Exercise goal:
Write out the stretch of lines below that begins at the line with "For every instance of the simmering" and ends at the line with "[[242, 594], [498, 533], [200, 352]]", including both, exactly as given and nothing more.

Supplied data:
++++++++++++++++++++
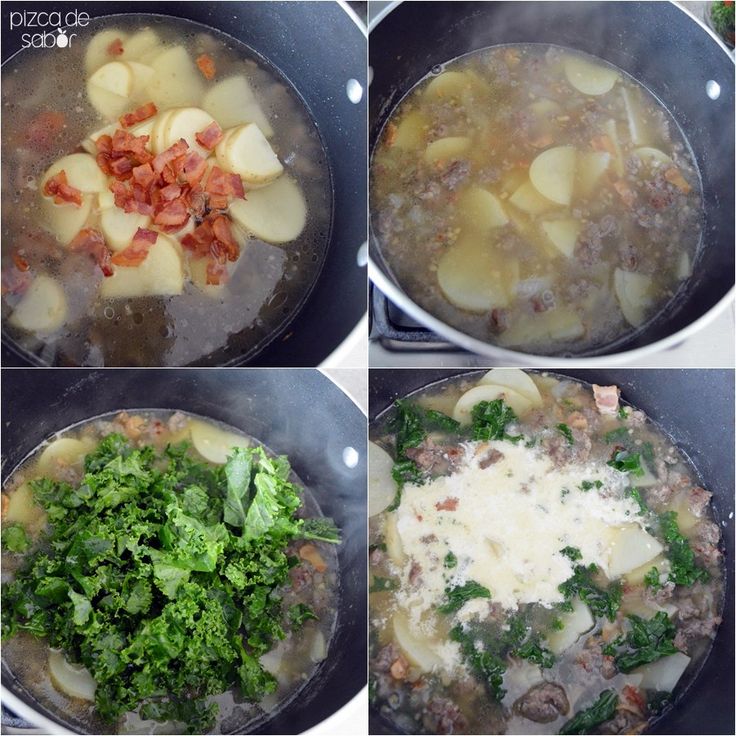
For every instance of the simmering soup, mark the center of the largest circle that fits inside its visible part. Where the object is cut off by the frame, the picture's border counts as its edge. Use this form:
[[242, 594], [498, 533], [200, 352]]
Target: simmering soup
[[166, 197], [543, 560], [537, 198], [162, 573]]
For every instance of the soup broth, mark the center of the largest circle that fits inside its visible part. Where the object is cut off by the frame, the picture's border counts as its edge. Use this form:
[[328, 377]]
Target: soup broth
++++++++++++++++++++
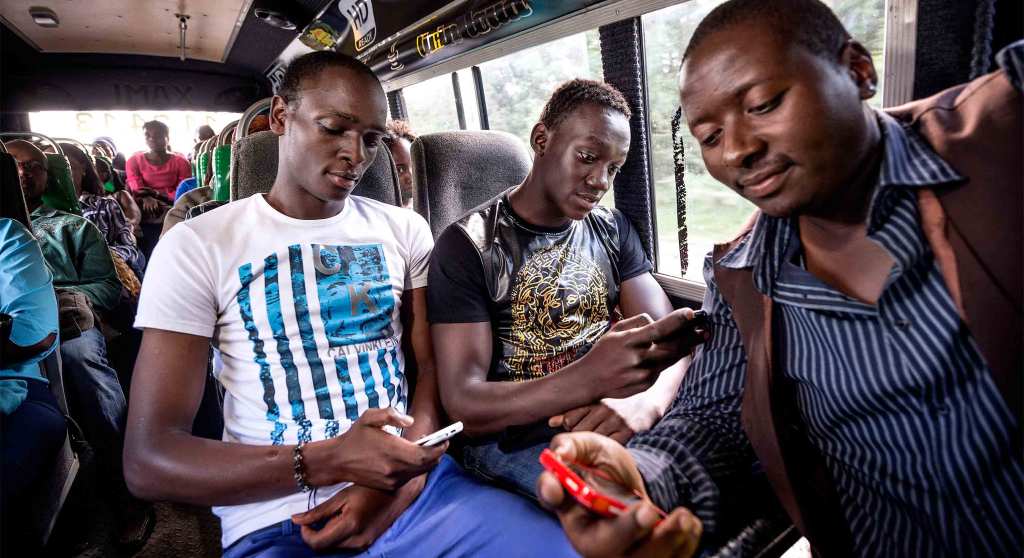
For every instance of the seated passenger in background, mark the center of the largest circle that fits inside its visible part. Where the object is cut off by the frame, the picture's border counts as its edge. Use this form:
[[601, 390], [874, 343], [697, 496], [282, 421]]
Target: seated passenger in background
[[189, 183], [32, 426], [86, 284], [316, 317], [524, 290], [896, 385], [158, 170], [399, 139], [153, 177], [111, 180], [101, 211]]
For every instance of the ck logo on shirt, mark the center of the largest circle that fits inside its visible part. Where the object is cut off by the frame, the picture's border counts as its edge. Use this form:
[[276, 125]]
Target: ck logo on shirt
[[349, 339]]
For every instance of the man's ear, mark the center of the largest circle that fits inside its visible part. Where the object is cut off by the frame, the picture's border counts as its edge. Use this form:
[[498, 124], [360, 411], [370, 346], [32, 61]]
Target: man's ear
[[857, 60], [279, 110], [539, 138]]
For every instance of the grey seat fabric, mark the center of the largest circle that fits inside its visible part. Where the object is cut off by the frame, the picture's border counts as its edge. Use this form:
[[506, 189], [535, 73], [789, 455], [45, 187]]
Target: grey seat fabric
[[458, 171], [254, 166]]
++++++++++++++++++++
Answer section:
For every instance of the simmering soup, mark the center of the largest circle that fits inside its visible part. Where the object is cut off by the frame, the picture's border counts as its edge. Use this form:
[[242, 594], [498, 533], [200, 352]]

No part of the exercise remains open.